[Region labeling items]
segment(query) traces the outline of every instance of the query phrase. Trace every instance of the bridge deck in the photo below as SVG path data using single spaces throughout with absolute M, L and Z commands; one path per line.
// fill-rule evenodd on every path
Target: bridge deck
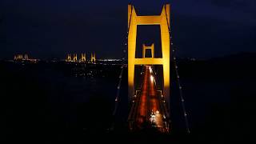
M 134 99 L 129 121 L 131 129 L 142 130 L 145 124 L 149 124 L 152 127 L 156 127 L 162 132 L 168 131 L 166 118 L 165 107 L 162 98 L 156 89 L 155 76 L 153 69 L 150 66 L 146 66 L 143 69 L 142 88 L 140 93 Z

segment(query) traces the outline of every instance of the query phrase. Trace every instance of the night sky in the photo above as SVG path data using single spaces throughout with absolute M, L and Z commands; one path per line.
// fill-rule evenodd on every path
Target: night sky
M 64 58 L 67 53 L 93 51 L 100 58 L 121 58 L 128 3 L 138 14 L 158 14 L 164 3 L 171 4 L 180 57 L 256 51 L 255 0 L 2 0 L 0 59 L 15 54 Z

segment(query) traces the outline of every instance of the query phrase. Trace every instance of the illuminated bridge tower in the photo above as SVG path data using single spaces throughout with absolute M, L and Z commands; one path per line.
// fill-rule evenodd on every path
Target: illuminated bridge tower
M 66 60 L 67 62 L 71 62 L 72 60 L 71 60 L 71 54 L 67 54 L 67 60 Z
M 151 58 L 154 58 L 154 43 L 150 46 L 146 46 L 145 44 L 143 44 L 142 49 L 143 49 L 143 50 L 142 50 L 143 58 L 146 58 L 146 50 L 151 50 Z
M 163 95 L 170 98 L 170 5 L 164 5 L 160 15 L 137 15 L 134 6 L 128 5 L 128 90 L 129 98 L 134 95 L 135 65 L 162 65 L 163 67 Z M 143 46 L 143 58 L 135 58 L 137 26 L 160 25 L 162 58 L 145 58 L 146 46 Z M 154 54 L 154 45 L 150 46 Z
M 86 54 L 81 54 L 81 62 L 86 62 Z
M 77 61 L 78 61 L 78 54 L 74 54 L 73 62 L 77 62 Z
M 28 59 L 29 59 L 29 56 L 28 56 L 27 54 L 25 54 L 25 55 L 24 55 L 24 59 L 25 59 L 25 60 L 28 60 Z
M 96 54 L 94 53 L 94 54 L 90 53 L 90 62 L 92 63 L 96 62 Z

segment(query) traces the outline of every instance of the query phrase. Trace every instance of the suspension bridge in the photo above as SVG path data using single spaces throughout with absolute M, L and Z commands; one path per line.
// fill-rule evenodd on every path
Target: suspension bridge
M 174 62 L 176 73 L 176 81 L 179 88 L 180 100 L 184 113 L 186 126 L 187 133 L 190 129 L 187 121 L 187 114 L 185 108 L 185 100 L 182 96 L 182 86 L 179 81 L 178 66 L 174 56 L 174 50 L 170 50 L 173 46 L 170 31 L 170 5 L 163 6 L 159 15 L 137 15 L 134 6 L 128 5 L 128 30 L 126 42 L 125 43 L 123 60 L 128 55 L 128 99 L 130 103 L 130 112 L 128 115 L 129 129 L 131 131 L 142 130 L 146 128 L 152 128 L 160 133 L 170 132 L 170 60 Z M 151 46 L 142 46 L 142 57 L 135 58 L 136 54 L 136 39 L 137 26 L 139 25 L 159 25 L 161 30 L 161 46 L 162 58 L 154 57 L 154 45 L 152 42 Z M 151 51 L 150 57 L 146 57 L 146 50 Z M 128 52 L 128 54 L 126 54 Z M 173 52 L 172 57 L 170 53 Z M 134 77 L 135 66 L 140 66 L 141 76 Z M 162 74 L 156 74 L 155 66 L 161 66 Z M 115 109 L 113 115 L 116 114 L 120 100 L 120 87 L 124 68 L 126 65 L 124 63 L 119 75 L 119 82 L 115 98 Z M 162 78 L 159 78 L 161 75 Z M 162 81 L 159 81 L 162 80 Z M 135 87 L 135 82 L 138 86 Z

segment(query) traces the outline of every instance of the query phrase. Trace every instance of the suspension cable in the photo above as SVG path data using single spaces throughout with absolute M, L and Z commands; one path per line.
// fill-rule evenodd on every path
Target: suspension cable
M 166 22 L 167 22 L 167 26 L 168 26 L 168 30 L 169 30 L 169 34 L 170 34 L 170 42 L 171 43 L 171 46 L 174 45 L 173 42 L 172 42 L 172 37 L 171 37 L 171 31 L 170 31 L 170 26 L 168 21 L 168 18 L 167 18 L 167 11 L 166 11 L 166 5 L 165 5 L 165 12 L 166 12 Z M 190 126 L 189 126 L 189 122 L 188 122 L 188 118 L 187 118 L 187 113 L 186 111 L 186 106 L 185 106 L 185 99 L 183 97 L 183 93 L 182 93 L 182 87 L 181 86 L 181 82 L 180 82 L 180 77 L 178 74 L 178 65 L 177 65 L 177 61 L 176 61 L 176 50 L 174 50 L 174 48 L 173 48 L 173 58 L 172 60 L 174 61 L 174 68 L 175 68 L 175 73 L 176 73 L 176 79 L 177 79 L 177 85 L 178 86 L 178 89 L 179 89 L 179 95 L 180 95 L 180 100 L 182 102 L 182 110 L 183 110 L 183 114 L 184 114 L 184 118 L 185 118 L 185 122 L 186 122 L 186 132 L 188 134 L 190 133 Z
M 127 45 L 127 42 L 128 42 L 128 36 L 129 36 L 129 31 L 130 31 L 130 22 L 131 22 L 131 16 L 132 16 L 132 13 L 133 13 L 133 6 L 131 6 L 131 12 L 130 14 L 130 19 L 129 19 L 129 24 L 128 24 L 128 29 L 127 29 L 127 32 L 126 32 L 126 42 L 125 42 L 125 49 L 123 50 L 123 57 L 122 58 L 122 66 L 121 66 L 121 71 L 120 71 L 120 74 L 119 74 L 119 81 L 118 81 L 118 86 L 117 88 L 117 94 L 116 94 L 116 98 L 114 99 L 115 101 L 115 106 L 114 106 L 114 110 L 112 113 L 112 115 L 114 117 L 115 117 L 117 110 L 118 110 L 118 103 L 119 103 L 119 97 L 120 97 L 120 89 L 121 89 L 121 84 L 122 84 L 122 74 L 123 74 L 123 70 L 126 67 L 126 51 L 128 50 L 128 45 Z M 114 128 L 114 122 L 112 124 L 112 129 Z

(DO THIS): Format the lines of the records from the line containing "of the illuminated" through the line containing "M 151 58 L 154", both included, as a JSON list of strings with one string per line. Leave out blank lines.

(EXERCISE SOLUTION):
[
  "segment(query) traces the outline of every instance of the query phrase. Trace every instance of the illuminated bridge tower in the photo above as SVG path data using single spaces throughout with absolute M, L and Z commands; one path per line.",
  "// fill-rule evenodd on every path",
  "Target: illuminated bridge tower",
  "M 66 60 L 67 62 L 71 62 L 72 60 L 71 60 L 71 54 L 67 54 L 67 60 Z",
  "M 151 58 L 154 58 L 154 43 L 150 46 L 146 46 L 145 44 L 143 44 L 142 49 L 143 49 L 143 50 L 142 50 L 143 58 L 146 58 L 146 50 L 151 50 Z"
]